--- start PAGE TEXT ---

As for trucks having the same speed limit as cars in general: 1) a lot of the time there is a lower limit, 2) the truck itself has a lower max highway speed, 3) there a far fewer trucks on the road so it doesn't matter a much, 4) they are driven by professional drivers with things like electronically enforced daily driving limits, so many of the common causes of accidents are less likely.
I see that you're not from Scandinavia. Here in Denmark the weeks around the first frost are infamous for people crashing in heaps because they were too slow to get their winter tires on and drove as usual. People here generally overestimate their ability to drive in bad weather, likely because we have so much of it.
The good thing is a large fraction of accident involving frozen roads usually happen at much smaller speeds which mean they are less likely to impact injuries and death statistics than car bodywork repairs statistics.
Tell that to all the (usually Southern) Finns who seem to think that you’re supposed to drive at or above the speed limit and at too short following distances even in terrible conditions… with predictable consequences.
Since there really are no traffic jams in Finland, my experience is that the phenomenon is worse here. In more populated countries drivers must deal with sometimes occurring reduced speeds like adults, but in Finland there usually is enough space for a single driver to keep their speed at 115% of the limit, due to other drivers facilitating the selfishness. If someone does not facilitate, the speeder will get aggressive and has to find someone to blame for their (actually, his and his car’s, which has more civil rights than a leftist) misfortune.
In Germany all drivers have to accept that there isn’t enough road capacity so everyone could drive as fast as they want and the Staus cannot be blamed on the car in front of you. It’s also common to drive under the limit, in Finland 115% of the limit is the socially acceptable minimum.
I responded to the "People drive more carefully on frozen roads." part. Which was not qualified with any particular geographical context. The point is that insofar as people drive more carefully in poor conditions in absolute terms, they still drive less carefully relative to the actual difficulty of said conditions.
I am from the alps, with my share of knowledge about frozen roads. I would add to that: "People drive more carefully on frozen roads, *if they are not used to frozen roads and/or know roads are frozen.*"
For point one: In Austria I have seen (local) cars drive 30 km/h over the speed limit on the Autobahn while it was snowing at sub zero, with exactly the same (too close) breaking distance to others. In my experience for many people used to snow/ice the speed limit is still the orientation for many during ice/snow. If anything I'd expect the increase in defensive driving to be offset by the increase in accidents due to bad view, longer breaking distances, etc.

--- end PAGE TEXT ---
--- start MATERIAL ---

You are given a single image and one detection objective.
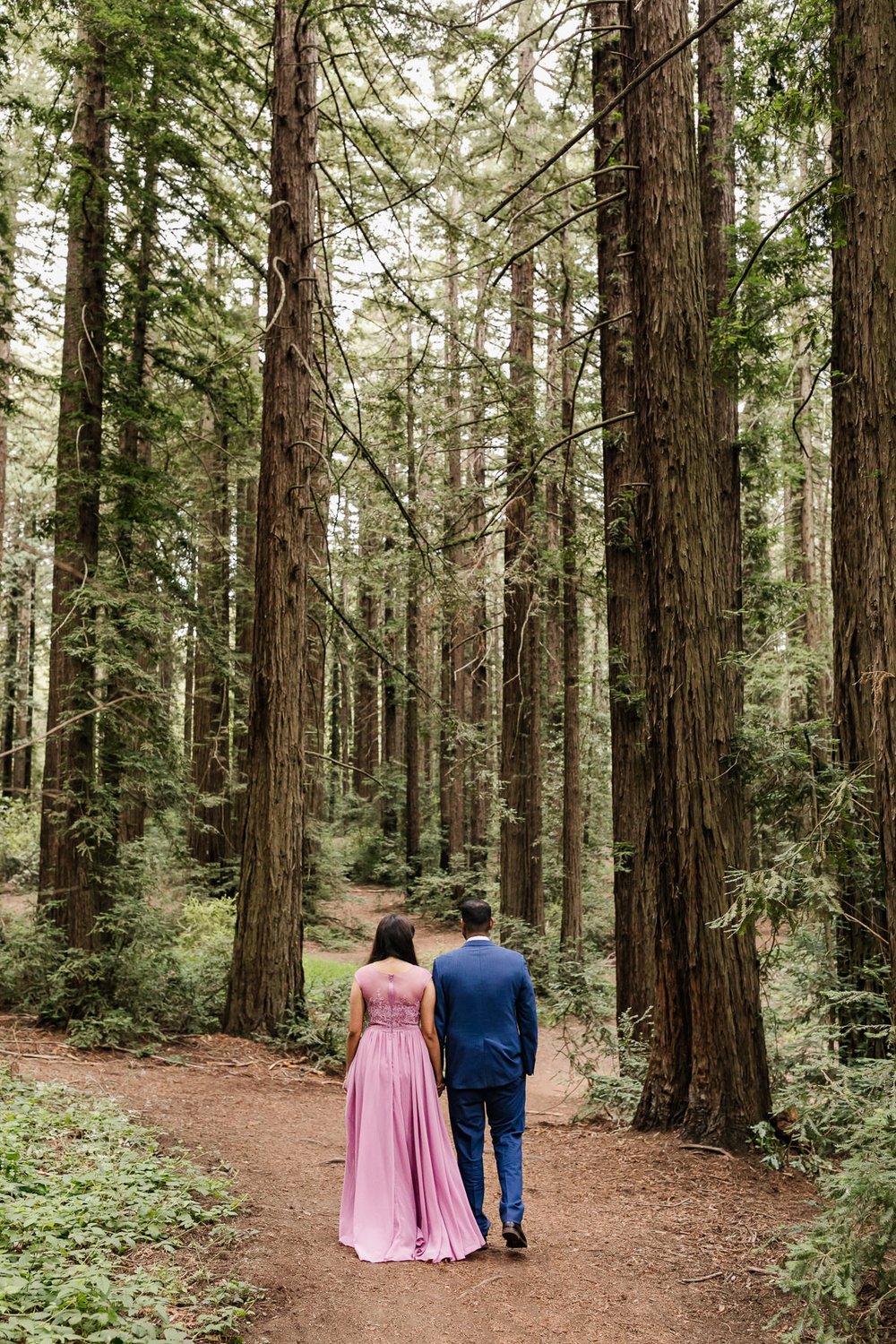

--- end MATERIAL ---

[PROBLEM SET]:
1 - From the discussion of driving on frozen roads above, reproduce the passage starting at "In Germany all" and ending at "of said conditions.".
2 - In the discussion of driving on frozen roads, what share of the speed limit is called the socially acceptable minimum speed in Finland?

[RESPONSES IN ORDER]:
1 -
In Germany all drivers have to accept that there isn’t enough road capacity so everyone could drive as fast as they want and the Staus cannot be blamed on the car in front of you. It’s also common to drive under the limit, in Finland 115% of the limit is the socially acceptable minimum.
I responded to the "People drive more carefully on frozen roads." part. Which was not qualified with any particular geographical context. The point is that insofar as people drive more carefully in poor conditions in absolute terms, they still drive less carefully relative to the actual difficulty of said conditions.

2 - 115% of the limit.